En consecuencia, resulta un anacronismo, superado por la realidad, seguir manteniendo la necesidad de la separación de los poderes ejecutivo y legislativo, a causa no sólo de que no haya existido nunca, sino porque es asimismo imposible que sea así, desde el momento en que los partidos políticos alcanzaron su pleno desarrollo. En el mejor de los supuestos, por tanto, no se podría hablar ya más que dos poderes (el ejecutivo-legislativo y el judicial) invalidando así la clásica triada expuesta por Montesquieu, que ya algunos autores como Eisennman o Althuser habían tachado de auténtico mito, y que, hace unos años, algún político en España, habría llegado a negar también («Montesquieu ha muerto»), aunque fuese, en este caso, con una clara intencionalidad partidista.

¿Significa entonces que la doctrina del escritor francés ha perdido todo su valor? Evidentemente no, pues lo que intuyó genialmente el barón de la Bréde sigue estando de absoluta vigencia, y sin la adopción de sus postulados no es posible concebir una auténtica democracia. Así, escribe en su obra El espíritu de las leyes, que «no hay libertad más que cuando no se abusa del poder, pero es una experiencia eterna que todo hombre que tiene poder tiende a abusar de él y que sólo se detendrá cuando encuentre límites». Esto es, «para que no se pueda abusar del poder, es preciso que, por la disposición de las cosas, el poder frene al poder».
* * * * * * * * *
Tarea
Continúa el texto sobre Montesquieu y la separación de poderes a partir de su última frase. Este material procede de otra fuente.

Material proporcionado
* * * * * * * * *
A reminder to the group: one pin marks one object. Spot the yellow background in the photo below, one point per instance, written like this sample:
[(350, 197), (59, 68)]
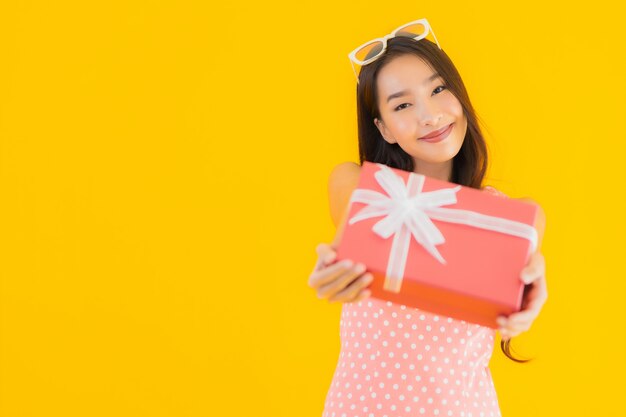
* * * * * * * * *
Problema resuelto
Montesquieu, por supuesto, es consciente de que en el contexto de la época en que escribe, resultaba muy difícil también que pudiese darse una separación clara entre los tres poderes del Estado, y sobre ello hace diferentes disquisiciones en las que no voy a entrar aquí. Lo que me interesa remarcar es que intuye agudamente, avant-la-lettre, que algún poder tiene que frenar al órgano que gobierna y de ahí que hable de la facultad de impedir, es decir, del derecho de poder anular o de oponerse a resoluciones que no se consideran legales o convenientes, del mismo modo que lo hacían en la Roma clásica los tribunos de la plebe, los cuales ejercían el derecho de intercessio. Esta facultad es precisamente la que corresponde, en los países democráticos actuales, a la oposición, convirténdose así en un poder negativo, frente al poder ejecutivo y la mayoría gubernamental, que se podrían denominar poder positivo.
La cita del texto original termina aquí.